*** Extracted material Section Begins ***
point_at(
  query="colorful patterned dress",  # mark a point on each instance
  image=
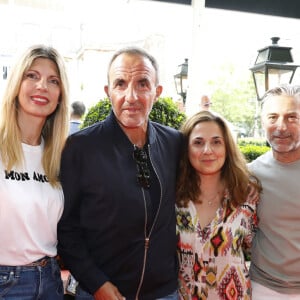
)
(212, 263)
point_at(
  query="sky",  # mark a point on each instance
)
(226, 36)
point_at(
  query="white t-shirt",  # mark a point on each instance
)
(30, 209)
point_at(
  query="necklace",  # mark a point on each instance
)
(211, 201)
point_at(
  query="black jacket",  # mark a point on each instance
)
(101, 233)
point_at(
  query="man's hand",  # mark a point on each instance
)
(108, 292)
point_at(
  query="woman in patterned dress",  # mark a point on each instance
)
(216, 205)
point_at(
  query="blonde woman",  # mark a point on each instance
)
(33, 129)
(216, 212)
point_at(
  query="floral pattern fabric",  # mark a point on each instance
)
(212, 262)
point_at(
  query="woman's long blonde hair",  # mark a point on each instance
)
(55, 129)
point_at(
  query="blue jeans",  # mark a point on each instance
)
(82, 295)
(31, 283)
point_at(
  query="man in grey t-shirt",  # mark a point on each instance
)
(275, 262)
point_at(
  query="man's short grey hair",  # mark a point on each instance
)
(282, 90)
(135, 51)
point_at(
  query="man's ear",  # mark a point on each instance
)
(106, 90)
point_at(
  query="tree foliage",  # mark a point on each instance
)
(164, 111)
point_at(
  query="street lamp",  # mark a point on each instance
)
(273, 66)
(180, 79)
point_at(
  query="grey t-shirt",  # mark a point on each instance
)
(275, 261)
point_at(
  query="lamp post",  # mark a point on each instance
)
(273, 66)
(180, 79)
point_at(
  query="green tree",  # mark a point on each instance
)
(164, 111)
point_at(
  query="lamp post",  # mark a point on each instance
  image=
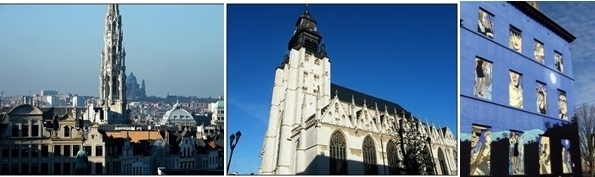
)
(233, 146)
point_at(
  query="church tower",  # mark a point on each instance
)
(301, 87)
(112, 87)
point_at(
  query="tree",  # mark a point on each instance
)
(585, 116)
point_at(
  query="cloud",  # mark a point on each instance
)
(576, 17)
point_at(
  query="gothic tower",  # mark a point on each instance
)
(301, 87)
(112, 89)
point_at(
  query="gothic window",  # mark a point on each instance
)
(66, 131)
(338, 161)
(393, 158)
(369, 157)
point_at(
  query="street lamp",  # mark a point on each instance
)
(233, 146)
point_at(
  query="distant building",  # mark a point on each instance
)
(133, 91)
(49, 93)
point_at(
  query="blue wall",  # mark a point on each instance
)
(497, 113)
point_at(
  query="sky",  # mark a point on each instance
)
(174, 48)
(406, 54)
(582, 49)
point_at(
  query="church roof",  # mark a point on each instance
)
(345, 95)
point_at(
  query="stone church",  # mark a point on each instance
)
(317, 127)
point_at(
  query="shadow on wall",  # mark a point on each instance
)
(499, 156)
(321, 166)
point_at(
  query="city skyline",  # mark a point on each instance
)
(67, 57)
(368, 53)
(579, 25)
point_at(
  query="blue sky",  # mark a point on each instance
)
(175, 48)
(406, 54)
(582, 49)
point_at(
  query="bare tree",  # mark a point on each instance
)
(585, 115)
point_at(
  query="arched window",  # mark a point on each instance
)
(66, 131)
(442, 159)
(338, 162)
(369, 149)
(393, 158)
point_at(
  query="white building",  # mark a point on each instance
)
(316, 127)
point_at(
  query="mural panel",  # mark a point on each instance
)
(515, 90)
(481, 138)
(566, 162)
(483, 79)
(485, 23)
(562, 107)
(538, 52)
(541, 98)
(544, 155)
(515, 41)
(559, 62)
(517, 153)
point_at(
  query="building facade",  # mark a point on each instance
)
(112, 77)
(516, 92)
(317, 127)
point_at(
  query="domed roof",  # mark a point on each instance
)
(131, 78)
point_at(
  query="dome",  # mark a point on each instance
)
(131, 78)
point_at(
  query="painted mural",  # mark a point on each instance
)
(485, 23)
(539, 52)
(559, 62)
(483, 79)
(545, 166)
(541, 98)
(562, 107)
(515, 41)
(515, 89)
(566, 162)
(517, 153)
(481, 139)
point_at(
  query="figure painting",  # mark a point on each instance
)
(517, 152)
(566, 162)
(515, 41)
(483, 79)
(562, 107)
(480, 150)
(539, 52)
(559, 62)
(485, 23)
(545, 166)
(541, 98)
(515, 90)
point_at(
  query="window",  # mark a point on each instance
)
(544, 155)
(481, 138)
(515, 42)
(5, 150)
(25, 130)
(98, 150)
(393, 159)
(369, 151)
(516, 153)
(541, 98)
(515, 90)
(562, 107)
(558, 61)
(486, 23)
(57, 150)
(67, 132)
(483, 79)
(338, 148)
(35, 130)
(15, 130)
(45, 150)
(539, 52)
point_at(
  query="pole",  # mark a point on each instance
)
(382, 148)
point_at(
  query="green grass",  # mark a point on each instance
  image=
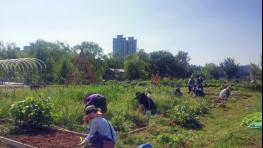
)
(221, 126)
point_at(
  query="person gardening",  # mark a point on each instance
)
(146, 104)
(190, 84)
(101, 133)
(225, 93)
(177, 91)
(96, 99)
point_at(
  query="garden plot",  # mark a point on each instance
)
(55, 138)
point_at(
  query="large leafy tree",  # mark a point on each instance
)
(211, 71)
(162, 63)
(182, 61)
(254, 71)
(134, 68)
(229, 67)
(94, 56)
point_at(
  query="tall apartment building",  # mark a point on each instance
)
(124, 47)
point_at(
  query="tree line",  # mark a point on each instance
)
(61, 58)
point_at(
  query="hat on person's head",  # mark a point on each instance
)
(148, 90)
(89, 109)
(137, 94)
*** Extracted material Section Ends ***
Exercise: A single number is the whole answer here: the number of lines in the data that include "woman".

Answer to this exercise: 3